Basilica di Sant’Apollinare Nuovo

Basilica di Sant'Apollinare Nuovo

Ravenna - 26 gennaio 2016 - Karina Mamalygo

 

In gioventù il re ostrogoto Teodorico, di fede ariana, fu educato alla corte imperiale di Costantinopoli; dopo essersi impadronito del regno d’Italia e posto la sua capitale a Ravenna, costruì per la sua comunità la splendida basilica di Cristo Salvatore. Questa chiesa divenne un capolavoro insuperabile dell’arte bizantina; venne cambiata altre due volte la sua denominazione: nel tempo di Giustiniano venne dedicata a San Martino di Tour, il guerriero contro l’ eresia, ma dal IX sec. porta il nome di Basilica di Sant’Apollinare Nuovo. Si pensa che questo cambiamento fu fatto quando vennero portate qui le reliquie del santo, primo Arcivescovo di Ravenna e di provenienza siriana, dalla chiesa omonima in Classe. Anche il nome «Apollinare Nuovo» venne dato per distinguerla da un’altra antica chiesa di Sant’Apollinare «in Veclo» arrivata fino a noi dopo una ricostruzione in stile barocco nel settecento.

 

La severa facciata della basilica di Sant’Apollinare Nuovo , a tre navate, con quelle laterali abbassate, ricorda l’esterno delle chiese milanesi di quel periodo; il nartece originale, aperto, non si è conservato, sostituito da un raffinato portico del XVI sec. Vicino al muro meridionale, nel X sec., fu eretto un grazioso campanile cilindrico, con numerose finestre, monofore, bifore e trifore. Le bifore decorano anche la facciata dell’edificio; le finestre larghe e numerose nei muri meridionale e settentrionale, che visualmente fanno più leggera la massa architettonica della costruzione, caratterizzano questa basilica, la prima costruita in questo stile. Basta entrare per realizzare quanto forte l’interno è stato influenzato dall’arte e dall’architettura sia Greco cristiana sia da quella di Costantinopoli.

 

© Nicola Strocchi

© Nicola Strocchi

 

 

 

La navata centrale è più larga mentre quelle laterali vennero ristrette, rispetto allo stile imperante dell’epoca e completamente aperte verso il centro della chiesa, grazie a due file di larghi archi. L’interno è inondato dalla luce che entra con i suoi raggi dalle finestre, la forma materiale della chiesa sembra leggera e quasi in movimento, ciò è dovuto al ritmo ondulato degli archi, le colonne di marmo dal disegno ricercato sembrano lievi e sottili frange che cadono dal tappeto dorato dei mosaici.

● **Materiale fornito**:
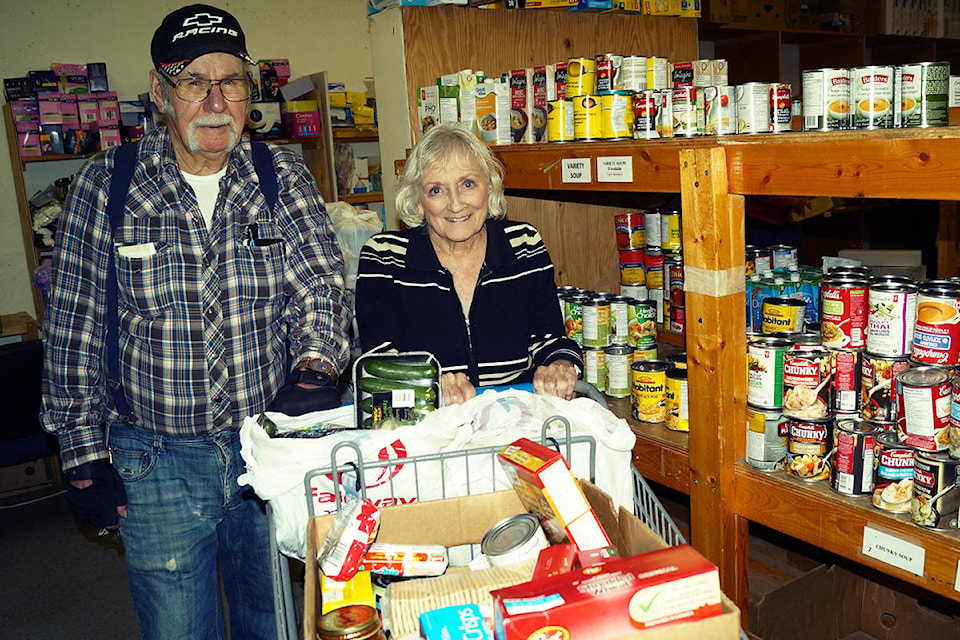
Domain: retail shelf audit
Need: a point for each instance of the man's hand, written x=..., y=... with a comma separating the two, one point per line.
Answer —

● **Compiti da svolgere**:
a – Copia dal brano sulla basilica tutto il testo che va da "La severa facciata" giù fino a "quella di Costantinopoli.".
b – Secondo il brano sulla basilica, in quale secolo fu costruito il campanile cilindrico vicino al muro meridionale?
c – Riprendi il brano sulla basilica di Sant'Apollinare Nuovo e proseguilo da dove si interrompe.

● **Risposte**:
a –
La severa facciata della basilica di Sant’Apollinare Nuovo , a tre navate, con quelle laterali abbassate, ricorda l’esterno delle chiese milanesi di quel periodo; il nartece originale, aperto, non si è conservato, sostituito da un raffinato portico del XVI sec. Vicino al muro meridionale, nel X sec., fu eretto un grazioso campanile cilindrico, con numerose finestre, monofore, bifore e trifore. Le bifore decorano anche la facciata dell’edificio; le finestre larghe e numerose nei muri meridionale e settentrionale, che visualmente fanno più leggera la massa architettonica della costruzione, caratterizzano questa basilica, la prima costruita in questo stile. Basta entrare per realizzare quanto forte l’interno è stato influenzato dall’arte e dall’architettura sia Greco cristiana sia da quella di Costantinopoli.

b – Nel X secolo.

c –
 

Non è casuale il volere dell’architetto di allargare lo spazio centrale della basilica, che serviva per i cicli liturgici nei quali erano inclusi sia i fedeli ma anche i Santi Martiri e le Sante Vergini raffigurati nella parte superiore dei muri. Il terzo livello è occupato dagli eventi della vita terrena di Cristo: nel muro a nord le scene dei miracoli, nel muro meridionale la passione, esclusa la Crocefissione. Per la prima volta nell’arte cristiana gli episodi del Vangelo sono rappresentati nell’ordine che hanno nel servizio liturgico. E’ significativo che nei miracoli troviamo Cristo giovane, ma nelle composizioni della passione vediamo il Salvatore rappresentato come un uomo più anziano e barbuto. Gli schemi delle composizioni possono essere sia del tipo simmetrico, oppure, centralizzato, comunque con la figura di Cristo più grande rispetto alle altre. Si vede che le formule delle immagini della vita di Cristo qui siano ancora in formazione. I colori dei mosaici sono così concentrati ed intensi che portano la mente dello spettatore fuori dalla realtà terrena, dentro alla Gerusalemme Celeste, dove «le piazze sono d’oro, come di cristallo trasparente» (Ap. 21:21).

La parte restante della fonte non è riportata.